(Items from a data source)

** Begin **

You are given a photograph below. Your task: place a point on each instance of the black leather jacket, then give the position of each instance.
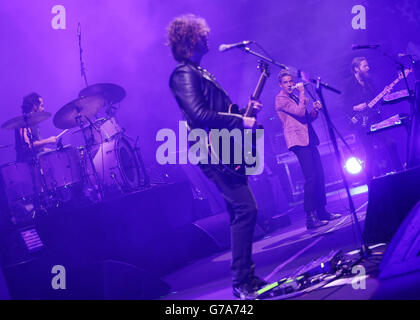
(201, 98)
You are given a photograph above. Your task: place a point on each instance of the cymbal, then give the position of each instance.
(96, 123)
(112, 93)
(66, 117)
(26, 120)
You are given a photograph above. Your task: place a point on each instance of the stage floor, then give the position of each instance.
(281, 253)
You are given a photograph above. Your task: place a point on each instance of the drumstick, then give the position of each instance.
(63, 132)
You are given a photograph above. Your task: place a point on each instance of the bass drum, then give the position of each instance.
(61, 167)
(116, 165)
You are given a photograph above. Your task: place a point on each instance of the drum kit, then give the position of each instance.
(108, 163)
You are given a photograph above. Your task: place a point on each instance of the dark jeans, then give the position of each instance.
(242, 209)
(310, 162)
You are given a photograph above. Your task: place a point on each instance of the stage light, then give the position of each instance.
(353, 165)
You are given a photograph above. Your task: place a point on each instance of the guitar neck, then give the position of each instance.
(384, 92)
(257, 93)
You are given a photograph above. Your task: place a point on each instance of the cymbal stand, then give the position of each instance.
(80, 122)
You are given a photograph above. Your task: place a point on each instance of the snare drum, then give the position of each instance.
(20, 180)
(116, 165)
(61, 167)
(110, 128)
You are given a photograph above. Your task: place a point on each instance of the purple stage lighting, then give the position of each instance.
(353, 165)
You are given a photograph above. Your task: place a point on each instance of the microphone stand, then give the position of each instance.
(364, 249)
(82, 65)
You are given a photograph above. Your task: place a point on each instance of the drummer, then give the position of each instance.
(31, 103)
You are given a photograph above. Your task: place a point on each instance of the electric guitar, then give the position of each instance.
(362, 118)
(252, 152)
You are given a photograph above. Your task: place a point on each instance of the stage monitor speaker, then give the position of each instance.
(217, 228)
(403, 253)
(102, 280)
(391, 197)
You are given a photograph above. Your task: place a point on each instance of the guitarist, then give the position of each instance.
(201, 99)
(360, 90)
(302, 140)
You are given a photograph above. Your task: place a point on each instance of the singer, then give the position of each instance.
(200, 99)
(302, 140)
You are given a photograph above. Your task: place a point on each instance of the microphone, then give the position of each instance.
(304, 83)
(224, 47)
(403, 54)
(367, 46)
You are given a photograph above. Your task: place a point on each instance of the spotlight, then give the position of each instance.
(353, 165)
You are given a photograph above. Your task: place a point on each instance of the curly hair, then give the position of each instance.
(29, 101)
(283, 73)
(355, 63)
(183, 34)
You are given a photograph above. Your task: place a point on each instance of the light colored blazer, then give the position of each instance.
(292, 116)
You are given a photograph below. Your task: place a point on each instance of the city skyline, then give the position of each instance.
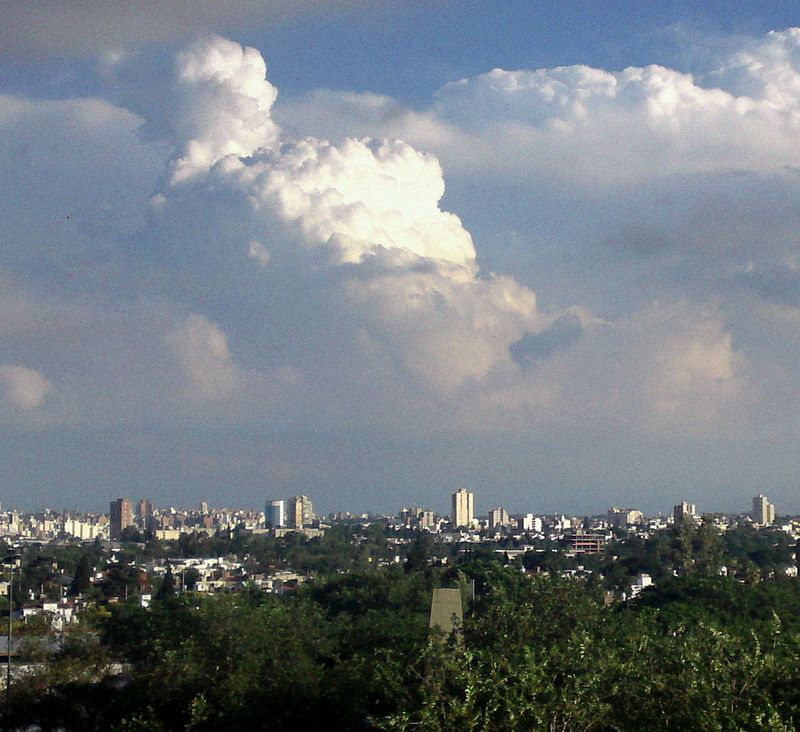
(372, 253)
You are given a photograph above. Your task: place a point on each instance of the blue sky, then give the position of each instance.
(547, 251)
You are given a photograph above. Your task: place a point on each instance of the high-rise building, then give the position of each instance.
(763, 511)
(120, 516)
(301, 512)
(498, 517)
(275, 514)
(463, 507)
(622, 517)
(683, 510)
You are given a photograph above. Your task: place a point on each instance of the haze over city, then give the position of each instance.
(376, 252)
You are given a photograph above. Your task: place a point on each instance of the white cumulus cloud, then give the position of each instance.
(202, 351)
(25, 388)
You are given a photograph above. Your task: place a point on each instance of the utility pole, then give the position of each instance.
(11, 559)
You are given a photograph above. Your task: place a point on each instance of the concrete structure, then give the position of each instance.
(120, 516)
(301, 512)
(684, 510)
(275, 514)
(529, 522)
(498, 517)
(587, 542)
(763, 511)
(447, 612)
(463, 507)
(623, 517)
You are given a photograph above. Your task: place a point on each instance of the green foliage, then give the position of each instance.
(351, 649)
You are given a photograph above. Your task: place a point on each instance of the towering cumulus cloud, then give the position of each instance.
(372, 204)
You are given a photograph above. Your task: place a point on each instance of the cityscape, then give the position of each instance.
(399, 366)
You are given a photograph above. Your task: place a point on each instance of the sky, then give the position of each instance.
(374, 252)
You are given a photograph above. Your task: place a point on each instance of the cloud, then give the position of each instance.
(535, 346)
(258, 252)
(586, 127)
(25, 388)
(88, 27)
(202, 351)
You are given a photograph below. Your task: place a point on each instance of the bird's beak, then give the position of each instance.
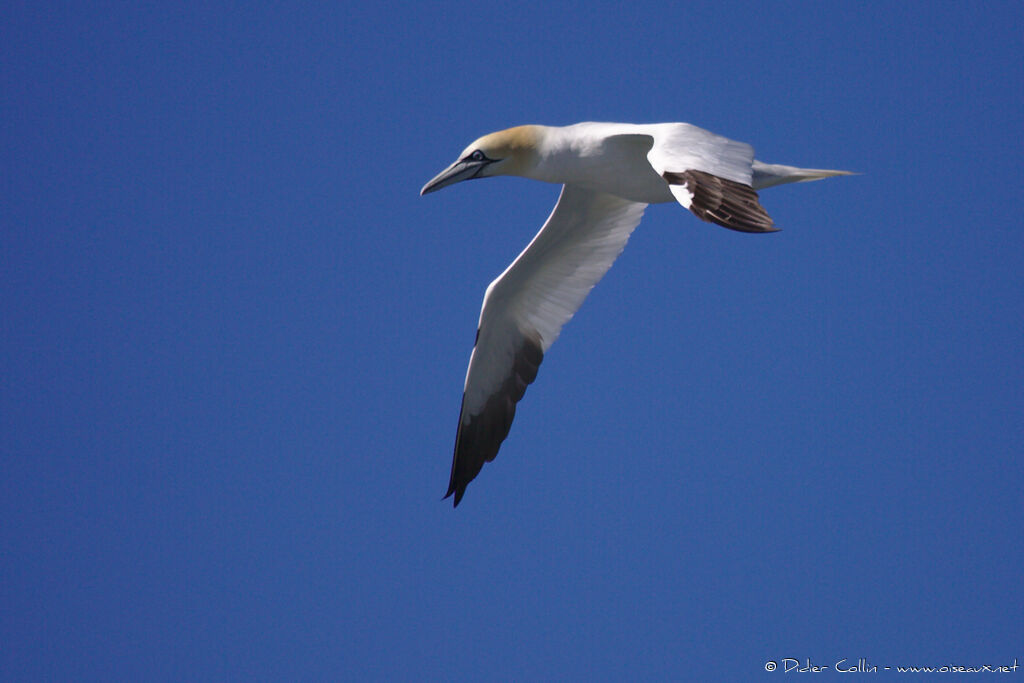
(461, 170)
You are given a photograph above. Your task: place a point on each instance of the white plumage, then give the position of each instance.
(610, 172)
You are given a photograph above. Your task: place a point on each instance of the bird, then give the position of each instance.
(609, 173)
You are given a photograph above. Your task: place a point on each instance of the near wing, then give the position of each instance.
(710, 175)
(523, 311)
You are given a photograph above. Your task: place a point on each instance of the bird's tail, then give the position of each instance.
(766, 175)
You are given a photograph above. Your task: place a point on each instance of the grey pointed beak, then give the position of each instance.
(461, 170)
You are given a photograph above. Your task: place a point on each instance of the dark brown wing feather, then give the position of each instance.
(727, 203)
(478, 439)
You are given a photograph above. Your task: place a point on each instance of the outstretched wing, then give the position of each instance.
(523, 312)
(710, 175)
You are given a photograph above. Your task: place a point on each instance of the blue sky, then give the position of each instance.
(235, 339)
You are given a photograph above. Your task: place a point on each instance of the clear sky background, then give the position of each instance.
(235, 338)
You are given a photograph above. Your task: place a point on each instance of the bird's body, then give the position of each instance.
(610, 172)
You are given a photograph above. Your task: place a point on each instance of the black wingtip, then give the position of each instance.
(458, 495)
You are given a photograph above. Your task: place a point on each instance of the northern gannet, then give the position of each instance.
(609, 173)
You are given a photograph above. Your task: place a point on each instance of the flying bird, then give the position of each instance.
(609, 173)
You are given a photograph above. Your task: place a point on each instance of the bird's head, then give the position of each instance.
(510, 152)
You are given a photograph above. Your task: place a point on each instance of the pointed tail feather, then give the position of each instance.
(767, 175)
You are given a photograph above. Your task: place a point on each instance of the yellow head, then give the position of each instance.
(508, 152)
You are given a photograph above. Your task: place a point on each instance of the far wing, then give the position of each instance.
(523, 312)
(710, 175)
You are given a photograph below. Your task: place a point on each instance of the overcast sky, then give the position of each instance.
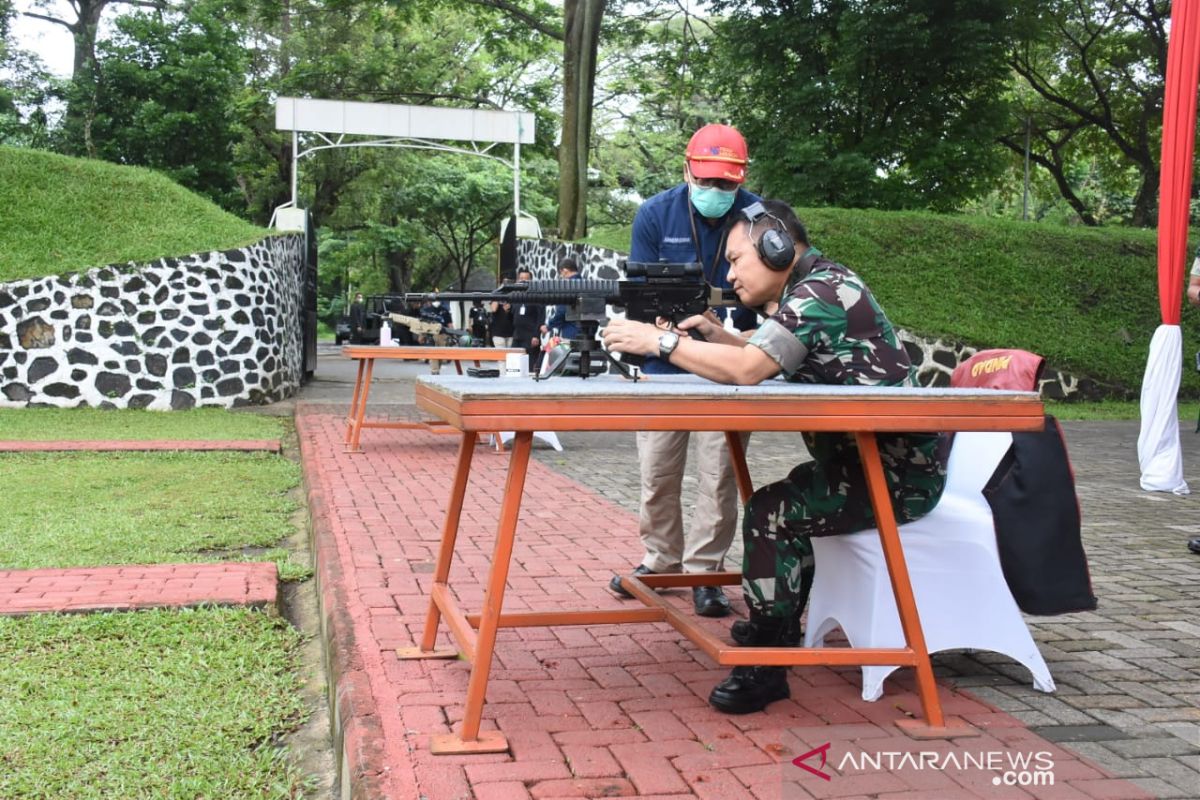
(49, 41)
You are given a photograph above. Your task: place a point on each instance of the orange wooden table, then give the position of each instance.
(366, 356)
(684, 403)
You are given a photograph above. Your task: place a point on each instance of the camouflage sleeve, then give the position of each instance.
(813, 316)
(780, 344)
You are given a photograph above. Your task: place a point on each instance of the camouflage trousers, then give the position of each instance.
(827, 497)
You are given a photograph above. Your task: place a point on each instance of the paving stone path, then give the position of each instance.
(1128, 674)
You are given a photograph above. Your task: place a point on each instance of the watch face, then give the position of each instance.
(667, 343)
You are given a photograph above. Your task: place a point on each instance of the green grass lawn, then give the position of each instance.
(65, 510)
(179, 704)
(1116, 410)
(91, 423)
(65, 215)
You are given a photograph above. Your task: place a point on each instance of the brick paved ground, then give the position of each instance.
(123, 588)
(611, 711)
(270, 445)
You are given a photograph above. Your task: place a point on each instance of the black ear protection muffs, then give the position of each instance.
(775, 246)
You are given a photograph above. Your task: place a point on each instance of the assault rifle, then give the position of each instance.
(427, 326)
(649, 292)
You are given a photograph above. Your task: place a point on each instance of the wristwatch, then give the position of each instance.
(667, 343)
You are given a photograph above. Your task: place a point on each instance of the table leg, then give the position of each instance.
(934, 725)
(363, 407)
(741, 471)
(445, 555)
(469, 739)
(354, 404)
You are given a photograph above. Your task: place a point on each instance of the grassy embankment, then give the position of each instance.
(65, 215)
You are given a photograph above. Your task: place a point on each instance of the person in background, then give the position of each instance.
(568, 270)
(480, 323)
(823, 326)
(687, 224)
(529, 325)
(502, 324)
(358, 316)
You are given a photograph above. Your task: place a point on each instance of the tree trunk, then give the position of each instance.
(82, 98)
(580, 47)
(400, 270)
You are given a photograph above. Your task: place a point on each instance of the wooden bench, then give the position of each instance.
(683, 403)
(366, 356)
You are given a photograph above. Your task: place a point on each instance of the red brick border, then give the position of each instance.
(123, 588)
(107, 445)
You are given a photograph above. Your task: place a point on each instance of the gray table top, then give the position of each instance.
(683, 386)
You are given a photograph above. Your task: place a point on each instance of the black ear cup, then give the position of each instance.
(777, 250)
(775, 246)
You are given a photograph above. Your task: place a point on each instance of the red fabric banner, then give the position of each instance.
(1179, 140)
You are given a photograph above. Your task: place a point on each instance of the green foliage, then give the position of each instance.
(64, 215)
(149, 704)
(166, 85)
(889, 106)
(1090, 96)
(100, 509)
(24, 88)
(1086, 299)
(133, 425)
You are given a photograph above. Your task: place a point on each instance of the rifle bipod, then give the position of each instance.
(589, 350)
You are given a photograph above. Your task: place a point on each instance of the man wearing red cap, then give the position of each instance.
(687, 223)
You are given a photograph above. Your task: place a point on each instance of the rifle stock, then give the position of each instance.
(669, 290)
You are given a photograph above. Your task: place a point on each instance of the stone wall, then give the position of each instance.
(935, 359)
(209, 329)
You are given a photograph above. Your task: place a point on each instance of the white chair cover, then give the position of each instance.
(954, 565)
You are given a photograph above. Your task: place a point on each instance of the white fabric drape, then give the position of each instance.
(1158, 444)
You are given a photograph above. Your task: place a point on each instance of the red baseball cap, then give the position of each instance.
(718, 151)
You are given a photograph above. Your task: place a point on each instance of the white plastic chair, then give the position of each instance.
(954, 566)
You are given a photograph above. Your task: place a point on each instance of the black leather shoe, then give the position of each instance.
(750, 689)
(709, 601)
(615, 584)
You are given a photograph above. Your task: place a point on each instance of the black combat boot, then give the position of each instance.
(751, 632)
(751, 689)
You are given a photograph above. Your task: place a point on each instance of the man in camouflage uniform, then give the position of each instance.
(823, 326)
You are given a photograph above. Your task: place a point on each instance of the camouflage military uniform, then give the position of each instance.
(829, 330)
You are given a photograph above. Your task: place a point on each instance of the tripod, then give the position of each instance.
(585, 344)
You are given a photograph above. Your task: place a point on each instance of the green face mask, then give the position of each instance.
(712, 203)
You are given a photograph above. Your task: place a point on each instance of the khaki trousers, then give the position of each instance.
(663, 456)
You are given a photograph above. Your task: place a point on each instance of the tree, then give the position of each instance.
(81, 95)
(1097, 71)
(167, 84)
(580, 36)
(24, 89)
(865, 103)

** End **

- YOUR GOAL
Rewrite the lines starting at the one containing "cover, then give the position of each instance." and ending at the one containing "(1158, 444)", swapping "white" for "cream" and leaving everything else as it is.

- ANSWER TO THE PROBLEM
You are given a photograph above. Your task: place a point on each instance of the cream chair cover, then give the position of each instance.
(954, 565)
You are given a photograph above. Your task: place a point on each instance of the cream fabric drape, then give the position of each instance.
(1158, 444)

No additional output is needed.